> **Excerpt**
________________
Dick Cheney (Christian Bale) is able to take a ceremonial post of Vice President and use his deft political skills flanked by his inner circle Donald Rumsfeld (Steve Carell), his lawyer David Addington (Don McManus) and his Chief of Staff Scooter Libby (Justin Kirk) take control of the Presidency for 8 years arguing that because of the VP's role in both the executive and the Legislative branches he does not answer to either. Cheney power was so consolidated that during 9-11 while Dubya was circling in the air he was giving shoot down orders and consulting with Addington and his wilfe Lynne (Amy Adams) on next steps. Director Adam McKay continues his celebrity cameos to handle exposition which is as effective here as in his last feature The Big Short. The dialogue is sarcastic the narrative full-on satire with another How Could We Have Let This Happen subject matter explored by the director.
2., PHANTOM THREAD
Daniel Day Lewis' retirement film that had its wide release at the beginning of the year and stayed in front of mind into the summer months. The inner working of London high fashion houses and the eccentricities of creative directors are explored to the fullest in the film. Director Paul Thomas Anderson immerses himself in all things mid 19th century from the cars, to the fabrics to the dependent relationships between men and women of the day. Reynolds Woodcock (Lewis) is a petulant child that lets his business partner his sister Cyril (Leslie Manville) do all of the mundane and dirty work of the Fashion house including telling Reynolds muse of the day it's time to leave when Reynolds tires of how she eats toast. He meets Alma (Vicky Kripis) while she waitresses in a country restaurant during a jaunt out of town. He has to dress her, making the willing Alma stand for hours as he pokes and prods. Jonny Greenwood's score rolls over the audience as the fabrics are crafted into works of art on screen. Not to forget the bonus of Reynolds obliterating the term "chic" with a clinical precision strike.
________________
> **Recorded information**

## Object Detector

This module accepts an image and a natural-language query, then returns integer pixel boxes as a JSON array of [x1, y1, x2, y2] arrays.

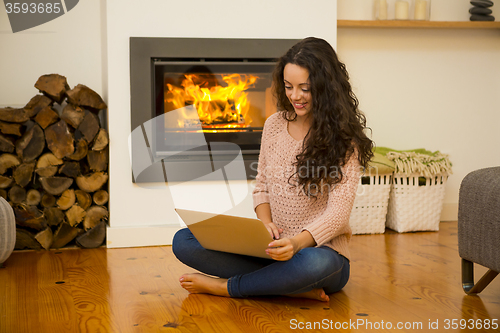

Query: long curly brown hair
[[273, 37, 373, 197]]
________________
> **Required tasks**
- a) In the film reviews, list every actor named in parentheses in the paragraph about Dick Cheney.
- b) Write the next part of the film reviews, picking up after their last sentence.
The lines are material separate from the film reviews.

> **Answers provided**
- a) Christian Bale, Steve Carell, Don McManus, Justin Kirk, Amy Adams

- b)
Simply put this is a 5-star film. Alfonso Cuaron semi-autobiographical story of an upper-middle -class family in early 70's Mexico City. The film is built around two women. The matriarch of the family Sofia (Marina de Tavira) and the indigenous housekeeper Celo (Yalitza Aparicio) who lives in an apartment behind the family home with the other family housekeeper. She is family but she is also not. Cuaron takes the audience on a monochromatic journey around the city and out to the country side, into poor villages and out to the sea. The viewer experiences the politics of the day, an insane Christmas and New Year's at a lavish estate in the forest with parents, children, dogs, and guns. Woven into the plot is failed relationship between Cleo and her one time boyfriend Fermin (Jorge Antonio Guerrero) and a failing one between Sofia and her husband Dr. Antonio (Fernando Grediaga) However the doctor does make the introduction of the year announcing his arrival rolling into the tight fit family garage in a full-sized gas guzzling Ford Galaxy.